WHAT TO WORK ON
Please rescale the lines below: repeat every one, requests included, but multiply each point coordinate in the answers by 2.2 and round to the nearest whole number, with halves going up. Leave out the pictures.

DATA PROVIDED
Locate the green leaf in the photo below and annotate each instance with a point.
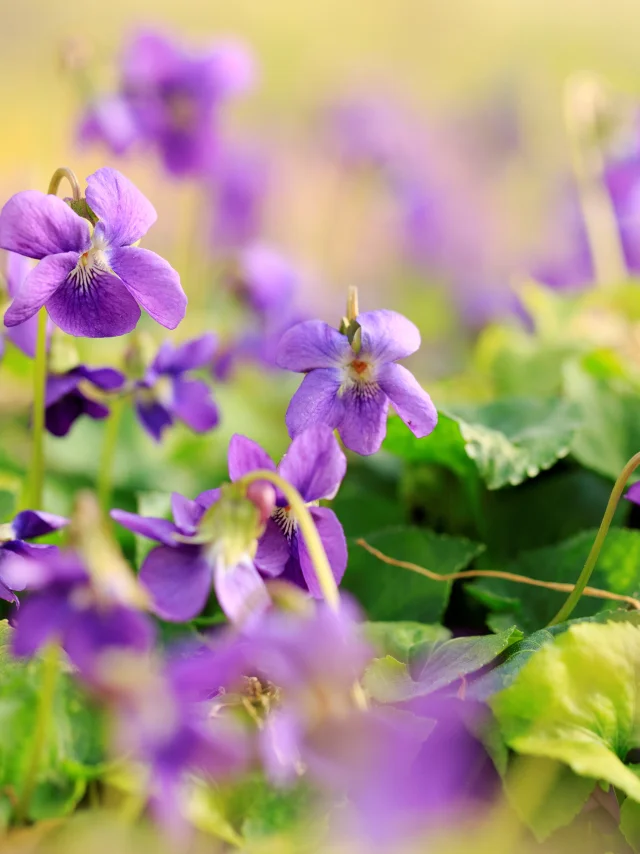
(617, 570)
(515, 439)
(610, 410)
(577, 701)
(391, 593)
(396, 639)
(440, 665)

ANSWER IN FULL
Locate the green leaf in the photo below and annotate each instance with a point.
(1357, 1254)
(1133, 966)
(1342, 902)
(1269, 1542)
(860, 1305)
(871, 1406)
(968, 1463)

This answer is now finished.